[Instructions]:
**a)** Reproduce the part of the Doc2Chunk documentation that starts at "Chunk text must" and ends at "CHUNK type input.".
**b)** In the Doc2Chunk documentation, what is the default value of isArray?
**c)** List every parameter named under "Parameters:" in the Doc2Chunk documentation.

[Source]:
Chunk text must be contained within input DOCUMENT. May be either StringType or ArrayType[StringType] (using setIsArray). Useful for annotators that require a CHUNK type input.

Input Annotation types

Output Annotation type

DOCUMENT

CHUNK

Parameters:
chunkCol

Column that contains the string. Must be part of DOCUMENT

startCol

Column that has a reference of where the chunk begins

startColByTokenIndex

Whether start column is prepended by whitespace tokens

isArray

Whether the chunkCol is an array of strings, by default False

failOnMissing

Whether to fail the job if a chunk is not found within document. Return empty otherwise

lowerCase

Whether to lower case for matching case

See also

Chunk2Doc

for converting CHUNK annotations to DOCUMENT

Examples

>>> import sparknlp
>>> from sparknlp.base import *
>>> from sparknlp.common import *
>>> from sparknlp.annotator import *
>>> from sparknlp.training import *
>>> from pyspark.ml import Pipeline
>>> documentAssembler = DocumentAssembler().setInputCol("text").setOutputCol("document")
>>> chunkAssembler = Doc2Chunk() \
...     .setInputCols("document") \
...     .setChunkCol("target") \
...     .setOutputCol("chunk") \
...     .setIsArray(True)

[Recorded information]:

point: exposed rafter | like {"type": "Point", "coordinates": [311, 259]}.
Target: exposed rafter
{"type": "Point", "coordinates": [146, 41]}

[Responses by task]:
**a)**
Chunk text must be contained within input DOCUMENT. May be either StringType or ArrayType[StringType] (using setIsArray). Useful for annotators that require a CHUNK type input.

**b)** False

**c)** chunkCol, startCol, startColByTokenIndex, isArray, failOnMissing, lowerCase